◆ Travail demandé
Sélectionnez dans le listing ci-dessous chaque ligne contenant la chaîne « statue », puis recopiez-la.

◆ Listing
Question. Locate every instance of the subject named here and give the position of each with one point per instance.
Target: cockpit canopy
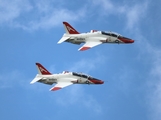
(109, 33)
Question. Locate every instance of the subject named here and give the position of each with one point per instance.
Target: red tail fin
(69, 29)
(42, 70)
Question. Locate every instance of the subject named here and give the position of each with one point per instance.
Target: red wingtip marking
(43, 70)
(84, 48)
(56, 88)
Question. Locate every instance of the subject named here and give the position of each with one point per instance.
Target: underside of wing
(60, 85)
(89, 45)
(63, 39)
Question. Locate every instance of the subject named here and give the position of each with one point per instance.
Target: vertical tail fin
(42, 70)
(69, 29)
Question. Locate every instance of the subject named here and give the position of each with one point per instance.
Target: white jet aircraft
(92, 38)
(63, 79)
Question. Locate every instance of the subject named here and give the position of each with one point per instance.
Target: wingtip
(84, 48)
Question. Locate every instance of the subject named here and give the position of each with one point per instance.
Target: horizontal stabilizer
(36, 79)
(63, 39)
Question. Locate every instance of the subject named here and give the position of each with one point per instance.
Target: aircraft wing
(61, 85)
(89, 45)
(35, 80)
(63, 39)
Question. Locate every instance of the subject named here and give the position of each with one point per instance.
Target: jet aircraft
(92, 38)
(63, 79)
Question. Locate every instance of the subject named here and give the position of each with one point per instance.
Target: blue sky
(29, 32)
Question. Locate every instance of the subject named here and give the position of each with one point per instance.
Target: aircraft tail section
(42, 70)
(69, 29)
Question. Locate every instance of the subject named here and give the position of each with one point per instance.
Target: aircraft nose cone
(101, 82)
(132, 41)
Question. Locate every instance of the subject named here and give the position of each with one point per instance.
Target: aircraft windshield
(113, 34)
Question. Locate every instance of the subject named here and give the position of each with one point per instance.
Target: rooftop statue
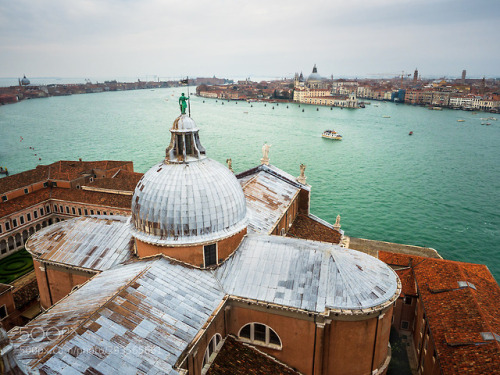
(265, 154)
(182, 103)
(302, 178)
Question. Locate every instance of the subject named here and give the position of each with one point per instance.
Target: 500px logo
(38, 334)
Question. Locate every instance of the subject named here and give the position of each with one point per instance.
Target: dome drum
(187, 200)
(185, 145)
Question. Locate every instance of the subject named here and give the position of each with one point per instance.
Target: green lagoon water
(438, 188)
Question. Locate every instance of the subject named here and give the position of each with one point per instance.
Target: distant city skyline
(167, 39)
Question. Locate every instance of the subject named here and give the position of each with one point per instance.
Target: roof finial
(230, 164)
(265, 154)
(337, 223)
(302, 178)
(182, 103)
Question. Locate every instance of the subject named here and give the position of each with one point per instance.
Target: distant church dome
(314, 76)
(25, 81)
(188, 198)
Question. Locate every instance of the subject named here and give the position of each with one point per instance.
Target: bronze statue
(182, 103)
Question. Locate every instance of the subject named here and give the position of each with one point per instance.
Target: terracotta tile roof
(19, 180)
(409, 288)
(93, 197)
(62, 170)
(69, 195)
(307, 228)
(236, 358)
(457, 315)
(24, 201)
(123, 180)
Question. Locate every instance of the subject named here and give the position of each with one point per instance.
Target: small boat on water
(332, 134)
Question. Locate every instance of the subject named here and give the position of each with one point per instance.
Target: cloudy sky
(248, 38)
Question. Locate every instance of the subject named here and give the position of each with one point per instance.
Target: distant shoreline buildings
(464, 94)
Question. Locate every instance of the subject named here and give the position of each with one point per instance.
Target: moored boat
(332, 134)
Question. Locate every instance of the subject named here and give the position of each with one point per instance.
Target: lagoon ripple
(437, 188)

...

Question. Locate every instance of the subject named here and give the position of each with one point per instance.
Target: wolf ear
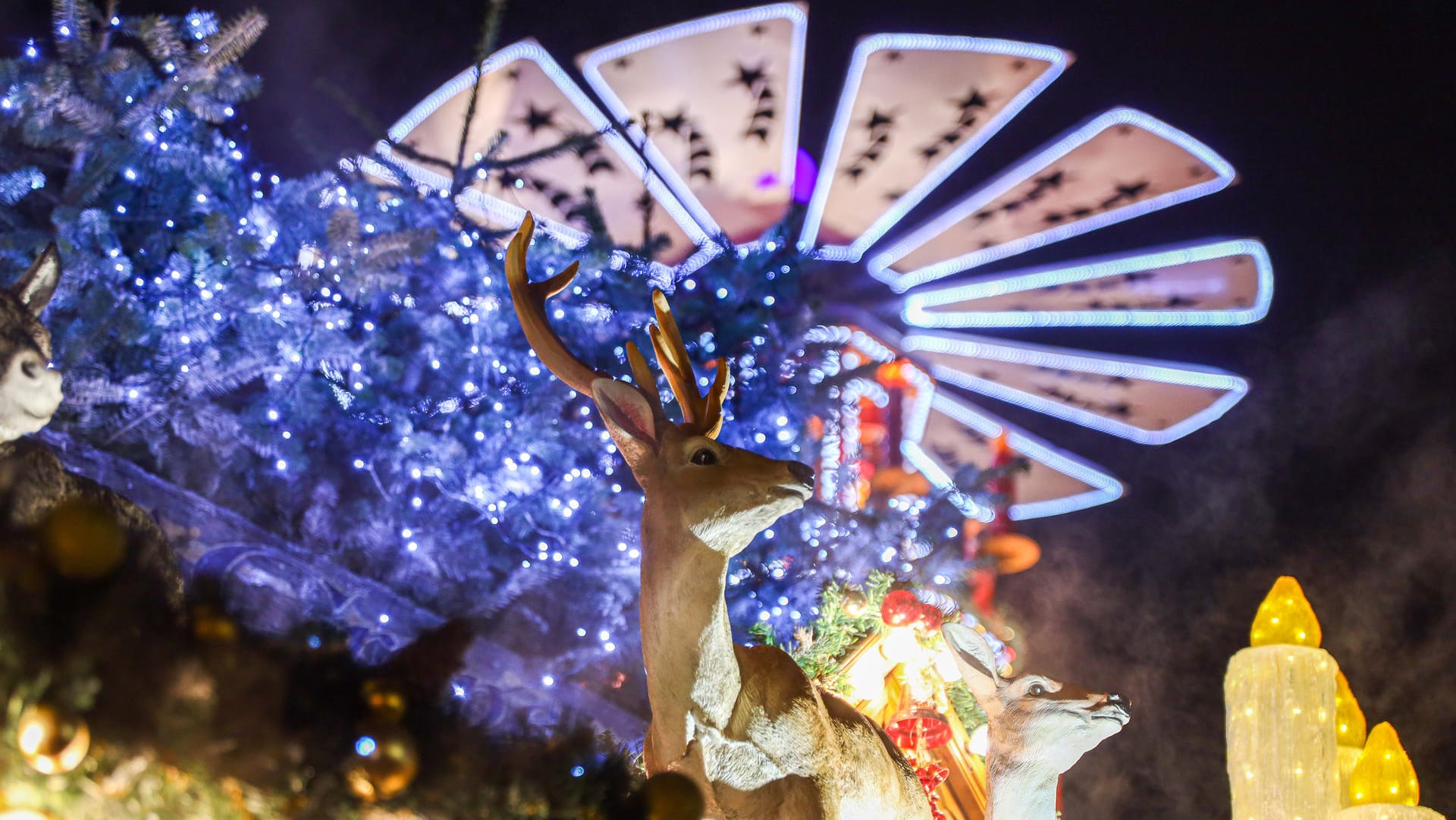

◆ Corrigé
Target: rooftop statue
Target: bronze statue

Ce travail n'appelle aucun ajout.